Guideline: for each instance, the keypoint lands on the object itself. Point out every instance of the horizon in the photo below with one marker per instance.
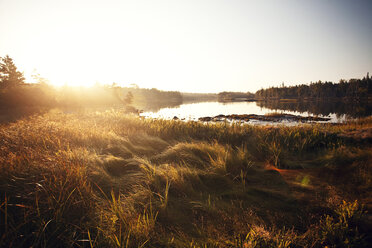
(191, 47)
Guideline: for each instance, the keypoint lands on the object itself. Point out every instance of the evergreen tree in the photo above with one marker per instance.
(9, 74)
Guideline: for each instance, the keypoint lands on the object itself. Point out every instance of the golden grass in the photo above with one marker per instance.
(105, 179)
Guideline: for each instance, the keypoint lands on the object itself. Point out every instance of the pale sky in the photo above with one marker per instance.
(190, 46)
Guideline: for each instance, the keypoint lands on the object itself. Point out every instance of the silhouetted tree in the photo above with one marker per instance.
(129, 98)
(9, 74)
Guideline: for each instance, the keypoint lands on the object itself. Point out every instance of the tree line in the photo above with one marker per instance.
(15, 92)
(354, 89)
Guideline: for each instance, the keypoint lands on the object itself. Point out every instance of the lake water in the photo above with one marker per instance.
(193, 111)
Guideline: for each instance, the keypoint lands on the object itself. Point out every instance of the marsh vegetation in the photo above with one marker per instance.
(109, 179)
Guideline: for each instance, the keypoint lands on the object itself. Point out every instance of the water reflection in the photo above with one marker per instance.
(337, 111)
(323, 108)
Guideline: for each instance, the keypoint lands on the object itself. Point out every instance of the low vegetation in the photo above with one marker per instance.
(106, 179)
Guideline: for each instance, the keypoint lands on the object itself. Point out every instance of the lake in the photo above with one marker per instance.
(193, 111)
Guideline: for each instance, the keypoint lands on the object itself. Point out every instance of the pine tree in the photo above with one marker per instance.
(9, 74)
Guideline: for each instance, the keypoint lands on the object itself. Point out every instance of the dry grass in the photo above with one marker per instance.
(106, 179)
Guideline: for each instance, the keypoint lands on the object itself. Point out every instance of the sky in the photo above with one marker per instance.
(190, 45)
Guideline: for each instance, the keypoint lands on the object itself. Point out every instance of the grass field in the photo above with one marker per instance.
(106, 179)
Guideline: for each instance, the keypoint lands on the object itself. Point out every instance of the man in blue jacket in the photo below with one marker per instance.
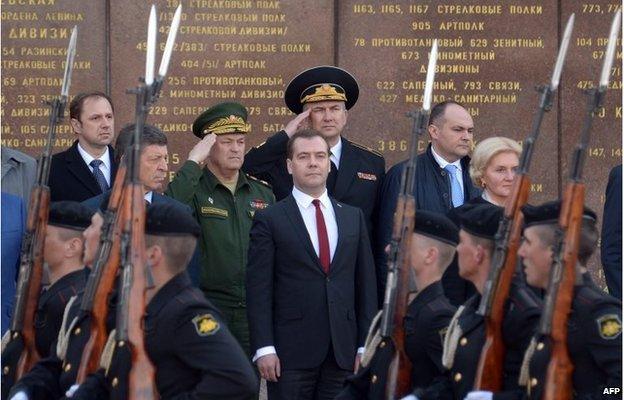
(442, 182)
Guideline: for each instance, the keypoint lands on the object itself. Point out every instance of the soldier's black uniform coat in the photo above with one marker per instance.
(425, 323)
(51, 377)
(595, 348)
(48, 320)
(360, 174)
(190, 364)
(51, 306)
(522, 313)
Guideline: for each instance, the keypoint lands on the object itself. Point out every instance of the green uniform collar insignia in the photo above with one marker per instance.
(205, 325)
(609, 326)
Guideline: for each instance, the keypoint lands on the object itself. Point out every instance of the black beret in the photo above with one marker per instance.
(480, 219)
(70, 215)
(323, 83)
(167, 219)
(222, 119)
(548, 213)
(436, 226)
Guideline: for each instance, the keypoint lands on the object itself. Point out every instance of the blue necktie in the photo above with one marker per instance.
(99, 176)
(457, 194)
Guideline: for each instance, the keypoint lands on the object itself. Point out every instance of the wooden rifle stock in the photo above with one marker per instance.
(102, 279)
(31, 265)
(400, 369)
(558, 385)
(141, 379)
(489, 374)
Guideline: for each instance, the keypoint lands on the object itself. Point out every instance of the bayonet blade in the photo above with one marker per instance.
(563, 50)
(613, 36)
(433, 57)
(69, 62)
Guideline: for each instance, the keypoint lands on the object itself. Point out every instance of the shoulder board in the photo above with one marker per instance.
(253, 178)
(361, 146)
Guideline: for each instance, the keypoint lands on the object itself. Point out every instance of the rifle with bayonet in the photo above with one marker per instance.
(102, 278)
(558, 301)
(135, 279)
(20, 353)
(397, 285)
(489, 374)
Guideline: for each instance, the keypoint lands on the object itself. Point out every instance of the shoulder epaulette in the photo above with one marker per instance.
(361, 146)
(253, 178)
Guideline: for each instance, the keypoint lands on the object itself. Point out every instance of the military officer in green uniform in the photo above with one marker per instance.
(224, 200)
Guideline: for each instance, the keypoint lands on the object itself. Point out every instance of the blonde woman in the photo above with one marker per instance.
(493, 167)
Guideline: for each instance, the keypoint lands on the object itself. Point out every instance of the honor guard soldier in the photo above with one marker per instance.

Task to carry out:
Nothing but the records, restated word for word and stripped of images, belongs in the answer.

Answer for this exercise:
Guideline: for each instance, the keypoint lands on the object itself. Point out every instance of the horizon in the photo below with one marker per instance.
(191, 47)
Guideline: for each instance, the keypoint lands on the object itself. Point out every instance of the evergreen tree in the photo above with one marker per instance.
(9, 74)
Guideline: for each instance, the keypoint lands on the object itself. Point out every instance of the golden grass in the photo above with one marker per instance.
(105, 179)
Guideline: for each instance, the keypoint lands on the object itself. Point out every instance of the pale sky in the photo above with one marker per instance.
(190, 46)
Guideline: for each instance, the keypoint lands on the object itself. Point out every instance of the silhouetted tree in the photo above with one marker per instance.
(129, 98)
(9, 74)
Guideline: for each instance, the keypoint lands on the object itself. Point out every instance of the tree line in the photo above with one marker per instance.
(15, 92)
(354, 89)
Guideline: for each instance, the keypoint lands on the object itself. Point out every instance of the lake water in the photo above with one marker per instance.
(193, 111)
Guideline: for each instance, the keypoint lands on the object itself. Point out every instance of the marsh vegetation in the photo above with one marker per instance.
(109, 179)
Guideline: for each instance, the keypoint lands on the object itself. Point out every instance of the water reflection in the photo above with one marker per instance.
(337, 111)
(323, 108)
Guideline: for each instance, the keypoint lands on the object itself. Point out every instance of the low vegetation in the photo above with one marker per instance.
(106, 179)
Guideline: for each instance, the keypoint lands on the object itself. Point out every instance of the lake in the photo above with one marker per instance.
(193, 111)
Guideline: for each instance, the keypoint lands on the object itself. Point out every instance of the pine tree in the photo above with one marker per instance.
(9, 74)
Guideline: for each instance, the keypoint lands on the object itself. Point out every instance of the dry grass in the photo above with one marker per instance.
(106, 179)
Guideline: for each instance, the keypoint lands on the object itself. Point out every instance of the sky in the photo above with one marker per instance.
(190, 45)
Guideline: for each instance, the keypoint lands on the object itself. Point out every instance of the grass field in the photo above with one marker per instance.
(106, 179)
Guideline: for each instance, the keypoint lands on the object itself. Point out every instance of the man in blue jacket in the photo below with one marker per instance.
(442, 182)
Guideline: for each instance, the keypoint lands on the object itself. Point out every instance of the soldier's black uniform coat in the photo above with one marker per instance.
(425, 323)
(51, 377)
(595, 348)
(48, 320)
(360, 174)
(190, 364)
(51, 306)
(522, 313)
Guideline: for each instance, the keypoint lands on the object itself. Point out every instance of the green uniform collar insignia in the photo above with one marker per instance.
(205, 325)
(609, 326)
Guideline: for each instance, the keypoint lands on the object itself. Point out every instance of the black beret in the photo above with one marker per instance.
(480, 219)
(70, 215)
(323, 83)
(167, 219)
(222, 119)
(548, 213)
(436, 226)
Guideline: for each instance, the keypoint lands on the object itself. Point out every instance of the blue necktie in the photo above with one marker per instance.
(99, 176)
(457, 194)
Guideline: for each instance, the keypoint lands on the object itself. Point out every instance of the wooden rifle stock in the photo above with one marker per instance.
(102, 279)
(31, 265)
(400, 369)
(558, 385)
(141, 379)
(489, 374)
Guideline: for each instance, the keypoint lands on the object itself. Point out every instance of the bayonet blade in the photo above with one marker per instance.
(563, 50)
(613, 36)
(433, 57)
(69, 62)
Guideline: for each instance, the keypoint lands on the object itself. Point out every instance of the shoulder board in the photo above with one marker per instance.
(253, 178)
(361, 146)
Guideline: for each instance, the keypoint lands on the object itself. Point out every instance of the rifle with bayonet in the photo above with one marker per instance.
(102, 278)
(558, 301)
(135, 279)
(20, 353)
(397, 285)
(489, 374)
Guideline: for each instance, the keypoint lands on the object itself. Point out every instance of the shoulder epaulette in the photo above with one marker per instance.
(361, 146)
(253, 178)
Guideline: for each instance, the keypoint lands on the object itself. Point out every instance of the military officer in green uniform in the photo above with one marker per instance.
(224, 200)
Guideline: for each instance, the keypoint lands on the object itself. Point out every instance of the blonde woman in the photo above with one marker per instance.
(493, 167)
Guideline: for each instance, the keypoint lands on the object itself. Point out every instance of the honor guard soldier in the photo above with one marker per instance.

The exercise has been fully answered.